_BRIEF_
Reproduce exactly the lines below, from the first through the one containing "sand in this photo.", and nothing more.

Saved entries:
= Beginning of Section =

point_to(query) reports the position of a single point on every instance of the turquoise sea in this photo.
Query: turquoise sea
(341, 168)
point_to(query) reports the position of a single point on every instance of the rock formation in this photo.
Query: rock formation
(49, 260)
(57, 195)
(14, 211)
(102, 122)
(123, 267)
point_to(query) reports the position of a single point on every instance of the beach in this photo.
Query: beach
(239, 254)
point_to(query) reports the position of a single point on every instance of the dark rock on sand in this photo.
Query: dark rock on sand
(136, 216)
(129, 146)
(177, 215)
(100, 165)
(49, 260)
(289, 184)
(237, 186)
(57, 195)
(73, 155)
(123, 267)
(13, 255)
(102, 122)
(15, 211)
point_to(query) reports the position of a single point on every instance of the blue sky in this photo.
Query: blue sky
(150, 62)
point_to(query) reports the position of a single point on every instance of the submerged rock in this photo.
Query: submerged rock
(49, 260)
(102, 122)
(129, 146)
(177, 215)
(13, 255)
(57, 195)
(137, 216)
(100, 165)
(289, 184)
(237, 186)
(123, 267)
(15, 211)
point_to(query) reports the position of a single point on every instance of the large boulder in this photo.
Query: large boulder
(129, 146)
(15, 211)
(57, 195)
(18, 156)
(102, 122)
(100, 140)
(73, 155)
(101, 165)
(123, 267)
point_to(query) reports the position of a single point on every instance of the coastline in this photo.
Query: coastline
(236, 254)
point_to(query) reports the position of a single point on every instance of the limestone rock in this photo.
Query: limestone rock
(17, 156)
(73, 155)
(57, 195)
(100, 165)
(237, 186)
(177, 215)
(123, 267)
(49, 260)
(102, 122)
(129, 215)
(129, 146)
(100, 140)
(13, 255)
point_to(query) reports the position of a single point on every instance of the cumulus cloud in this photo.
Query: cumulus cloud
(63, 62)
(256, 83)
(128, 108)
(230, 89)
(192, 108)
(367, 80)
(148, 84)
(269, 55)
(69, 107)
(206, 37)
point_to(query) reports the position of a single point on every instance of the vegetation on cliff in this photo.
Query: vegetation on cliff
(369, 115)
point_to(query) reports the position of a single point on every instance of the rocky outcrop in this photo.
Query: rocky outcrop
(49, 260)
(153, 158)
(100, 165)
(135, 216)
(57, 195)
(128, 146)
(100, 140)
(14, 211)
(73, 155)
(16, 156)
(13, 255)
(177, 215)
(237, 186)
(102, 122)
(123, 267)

= End of Section =

_ANSWER FOR THE TASK_
point_to(query) reports the position of a single point on every instance of the turquoise sea in this photo.
Query: turquoise sea
(341, 168)
point_to(query) reports the position of a single point on every instance of the rock formation in this photo.
Query: rock formation
(49, 260)
(57, 195)
(14, 211)
(102, 122)
(123, 267)
point_to(query) reports the position of a single point on every instance of the beach in this photo.
Query: beach
(239, 254)
point_to(query) reports the position of a single point on every instance of the dark rock on sand in this photo.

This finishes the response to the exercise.